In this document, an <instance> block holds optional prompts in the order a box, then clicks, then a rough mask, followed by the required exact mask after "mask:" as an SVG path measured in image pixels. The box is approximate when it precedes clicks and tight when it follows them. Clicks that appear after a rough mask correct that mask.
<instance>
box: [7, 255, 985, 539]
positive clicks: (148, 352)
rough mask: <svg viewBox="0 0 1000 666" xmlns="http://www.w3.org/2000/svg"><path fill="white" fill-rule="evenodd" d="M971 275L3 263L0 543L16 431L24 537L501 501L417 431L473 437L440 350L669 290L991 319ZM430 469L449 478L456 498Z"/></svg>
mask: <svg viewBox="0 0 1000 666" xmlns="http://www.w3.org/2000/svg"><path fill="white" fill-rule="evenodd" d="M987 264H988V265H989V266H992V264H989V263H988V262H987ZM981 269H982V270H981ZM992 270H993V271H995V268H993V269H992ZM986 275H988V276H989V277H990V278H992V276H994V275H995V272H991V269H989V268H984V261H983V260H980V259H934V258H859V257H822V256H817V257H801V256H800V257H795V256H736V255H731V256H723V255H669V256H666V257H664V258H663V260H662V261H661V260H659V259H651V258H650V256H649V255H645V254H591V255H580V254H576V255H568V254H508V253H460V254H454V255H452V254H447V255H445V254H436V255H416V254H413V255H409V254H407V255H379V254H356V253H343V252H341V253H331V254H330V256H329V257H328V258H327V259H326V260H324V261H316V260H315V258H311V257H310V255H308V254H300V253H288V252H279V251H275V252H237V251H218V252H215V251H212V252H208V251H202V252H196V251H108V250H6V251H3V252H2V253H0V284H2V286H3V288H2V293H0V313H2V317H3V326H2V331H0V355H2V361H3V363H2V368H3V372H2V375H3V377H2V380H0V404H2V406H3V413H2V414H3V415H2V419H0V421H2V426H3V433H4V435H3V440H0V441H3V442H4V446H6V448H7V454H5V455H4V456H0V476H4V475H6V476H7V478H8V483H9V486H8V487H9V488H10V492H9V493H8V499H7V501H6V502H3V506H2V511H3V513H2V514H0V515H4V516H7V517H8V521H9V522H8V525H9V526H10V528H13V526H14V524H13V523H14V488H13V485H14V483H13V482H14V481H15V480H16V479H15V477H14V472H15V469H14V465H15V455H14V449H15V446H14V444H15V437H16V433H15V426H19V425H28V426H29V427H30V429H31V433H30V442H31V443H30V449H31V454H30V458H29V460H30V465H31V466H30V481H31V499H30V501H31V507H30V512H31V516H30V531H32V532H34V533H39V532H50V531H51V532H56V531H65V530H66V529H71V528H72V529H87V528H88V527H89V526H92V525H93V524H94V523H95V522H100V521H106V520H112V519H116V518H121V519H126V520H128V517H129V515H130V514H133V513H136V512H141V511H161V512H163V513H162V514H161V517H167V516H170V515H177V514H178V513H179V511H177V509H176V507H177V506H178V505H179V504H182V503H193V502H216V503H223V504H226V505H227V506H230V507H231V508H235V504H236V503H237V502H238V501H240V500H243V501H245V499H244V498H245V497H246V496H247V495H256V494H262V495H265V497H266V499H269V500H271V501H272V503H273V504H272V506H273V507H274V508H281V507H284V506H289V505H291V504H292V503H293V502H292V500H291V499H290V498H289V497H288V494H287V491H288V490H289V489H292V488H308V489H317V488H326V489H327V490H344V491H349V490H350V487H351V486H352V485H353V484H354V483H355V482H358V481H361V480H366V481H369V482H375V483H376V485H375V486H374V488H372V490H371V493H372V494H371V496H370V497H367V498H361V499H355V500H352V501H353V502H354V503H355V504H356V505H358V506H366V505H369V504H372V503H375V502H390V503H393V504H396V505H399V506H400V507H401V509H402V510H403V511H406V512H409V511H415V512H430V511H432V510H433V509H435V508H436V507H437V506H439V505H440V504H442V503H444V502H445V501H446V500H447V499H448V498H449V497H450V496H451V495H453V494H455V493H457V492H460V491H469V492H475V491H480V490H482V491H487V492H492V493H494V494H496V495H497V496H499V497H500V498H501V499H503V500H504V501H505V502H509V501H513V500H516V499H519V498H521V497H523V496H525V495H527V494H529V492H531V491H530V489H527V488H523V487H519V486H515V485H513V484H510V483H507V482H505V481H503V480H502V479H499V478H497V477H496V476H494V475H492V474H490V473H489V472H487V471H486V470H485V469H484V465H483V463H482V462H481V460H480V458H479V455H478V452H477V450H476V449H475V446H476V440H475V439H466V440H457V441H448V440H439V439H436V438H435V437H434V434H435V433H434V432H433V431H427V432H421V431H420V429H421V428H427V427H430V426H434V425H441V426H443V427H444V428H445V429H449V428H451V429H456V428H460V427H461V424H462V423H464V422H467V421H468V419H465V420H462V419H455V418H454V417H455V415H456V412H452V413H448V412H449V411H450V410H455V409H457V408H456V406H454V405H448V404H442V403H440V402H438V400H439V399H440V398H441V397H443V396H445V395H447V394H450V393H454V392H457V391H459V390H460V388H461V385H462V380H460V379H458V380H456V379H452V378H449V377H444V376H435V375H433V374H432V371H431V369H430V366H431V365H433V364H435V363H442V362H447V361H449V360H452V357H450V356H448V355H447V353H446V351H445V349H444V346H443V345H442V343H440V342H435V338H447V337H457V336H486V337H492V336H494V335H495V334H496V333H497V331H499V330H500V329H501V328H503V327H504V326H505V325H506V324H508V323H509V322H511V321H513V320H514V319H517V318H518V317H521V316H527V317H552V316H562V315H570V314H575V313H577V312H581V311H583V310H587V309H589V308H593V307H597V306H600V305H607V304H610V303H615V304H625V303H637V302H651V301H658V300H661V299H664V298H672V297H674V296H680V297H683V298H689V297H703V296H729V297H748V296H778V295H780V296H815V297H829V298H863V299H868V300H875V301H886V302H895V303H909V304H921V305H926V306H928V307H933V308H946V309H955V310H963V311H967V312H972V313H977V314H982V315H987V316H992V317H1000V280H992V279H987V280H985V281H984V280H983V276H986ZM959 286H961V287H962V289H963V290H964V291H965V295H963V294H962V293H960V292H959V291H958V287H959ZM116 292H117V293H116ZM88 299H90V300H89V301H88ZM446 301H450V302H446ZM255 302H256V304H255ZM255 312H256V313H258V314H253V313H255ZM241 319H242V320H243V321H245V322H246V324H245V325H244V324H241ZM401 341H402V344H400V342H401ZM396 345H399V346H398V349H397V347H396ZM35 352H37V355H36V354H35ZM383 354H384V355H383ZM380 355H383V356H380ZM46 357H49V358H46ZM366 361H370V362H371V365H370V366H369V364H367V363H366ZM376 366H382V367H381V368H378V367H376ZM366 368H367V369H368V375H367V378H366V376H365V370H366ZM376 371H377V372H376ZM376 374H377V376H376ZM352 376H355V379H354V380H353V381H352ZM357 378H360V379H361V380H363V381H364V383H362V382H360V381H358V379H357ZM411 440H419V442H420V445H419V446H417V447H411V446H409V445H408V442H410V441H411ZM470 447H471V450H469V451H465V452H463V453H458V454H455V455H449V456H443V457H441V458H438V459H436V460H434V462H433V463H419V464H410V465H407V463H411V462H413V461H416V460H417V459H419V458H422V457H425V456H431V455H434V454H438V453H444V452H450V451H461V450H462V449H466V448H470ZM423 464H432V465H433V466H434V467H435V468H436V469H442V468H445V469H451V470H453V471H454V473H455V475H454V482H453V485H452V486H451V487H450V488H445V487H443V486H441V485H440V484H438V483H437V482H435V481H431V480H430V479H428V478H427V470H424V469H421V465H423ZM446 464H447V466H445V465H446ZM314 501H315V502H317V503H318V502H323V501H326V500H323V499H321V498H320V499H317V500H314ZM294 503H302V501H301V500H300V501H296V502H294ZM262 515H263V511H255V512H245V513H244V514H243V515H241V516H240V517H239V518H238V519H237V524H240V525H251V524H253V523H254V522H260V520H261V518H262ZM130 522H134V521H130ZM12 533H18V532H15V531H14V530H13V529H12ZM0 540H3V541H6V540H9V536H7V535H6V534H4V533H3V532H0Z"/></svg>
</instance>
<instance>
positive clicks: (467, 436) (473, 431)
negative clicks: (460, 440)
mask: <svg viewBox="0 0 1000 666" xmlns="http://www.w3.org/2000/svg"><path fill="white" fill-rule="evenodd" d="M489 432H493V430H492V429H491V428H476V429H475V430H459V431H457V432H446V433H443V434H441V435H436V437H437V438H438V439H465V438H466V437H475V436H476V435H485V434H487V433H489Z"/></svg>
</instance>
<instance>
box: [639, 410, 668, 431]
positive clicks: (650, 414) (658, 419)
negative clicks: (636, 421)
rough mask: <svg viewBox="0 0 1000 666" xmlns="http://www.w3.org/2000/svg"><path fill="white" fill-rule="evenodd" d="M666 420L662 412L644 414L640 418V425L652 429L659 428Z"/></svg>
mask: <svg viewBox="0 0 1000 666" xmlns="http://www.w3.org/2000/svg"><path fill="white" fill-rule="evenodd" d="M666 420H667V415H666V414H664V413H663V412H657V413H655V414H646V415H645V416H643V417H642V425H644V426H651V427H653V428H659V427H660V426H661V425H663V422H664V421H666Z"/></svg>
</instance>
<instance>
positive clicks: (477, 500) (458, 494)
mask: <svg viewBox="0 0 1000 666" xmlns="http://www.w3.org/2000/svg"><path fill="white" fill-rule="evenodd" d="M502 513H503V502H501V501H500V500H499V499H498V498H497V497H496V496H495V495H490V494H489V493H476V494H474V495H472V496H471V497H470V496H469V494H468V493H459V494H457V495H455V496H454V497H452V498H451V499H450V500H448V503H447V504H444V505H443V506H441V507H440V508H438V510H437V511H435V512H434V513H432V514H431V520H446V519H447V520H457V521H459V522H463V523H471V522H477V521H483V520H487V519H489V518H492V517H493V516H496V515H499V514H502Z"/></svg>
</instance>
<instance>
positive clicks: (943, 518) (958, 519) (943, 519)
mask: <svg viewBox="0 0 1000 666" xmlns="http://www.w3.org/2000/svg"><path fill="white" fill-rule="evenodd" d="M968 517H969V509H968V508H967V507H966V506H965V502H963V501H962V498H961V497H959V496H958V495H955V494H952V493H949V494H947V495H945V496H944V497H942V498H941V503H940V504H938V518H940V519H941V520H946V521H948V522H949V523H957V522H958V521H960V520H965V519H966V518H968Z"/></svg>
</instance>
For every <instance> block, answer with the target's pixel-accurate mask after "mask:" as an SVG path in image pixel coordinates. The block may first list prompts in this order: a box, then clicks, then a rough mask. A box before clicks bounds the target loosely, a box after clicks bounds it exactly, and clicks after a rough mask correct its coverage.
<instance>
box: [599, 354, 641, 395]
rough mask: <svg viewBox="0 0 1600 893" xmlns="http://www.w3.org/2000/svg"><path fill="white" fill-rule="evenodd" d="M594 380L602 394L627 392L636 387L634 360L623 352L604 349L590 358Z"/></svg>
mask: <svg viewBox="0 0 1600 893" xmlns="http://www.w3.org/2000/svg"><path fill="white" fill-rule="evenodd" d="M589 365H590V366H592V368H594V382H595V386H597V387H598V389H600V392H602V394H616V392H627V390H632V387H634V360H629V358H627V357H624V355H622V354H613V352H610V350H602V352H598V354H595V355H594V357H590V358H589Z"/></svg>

- Your task
Convert the listing above into a JSON list of strings, one string per line and no entries for blank lines. Begin at the first line of the listing and stop after the line that contains "positive clicks: (148, 352)".

- Answer to this task
[
  "In this document, an <instance> block holds optional prompts in the order a box, then clicks, then a rough mask, followed by the required exact mask after \"mask:\" as an SVG path measured in image pixels. The box is approximate when it precedes clicks and tight when it follows them. Clicks that appear after a rough mask correct that mask.",
  "<instance>",
  "box: [7, 255, 985, 539]",
  "positive clicks: (148, 352)"
]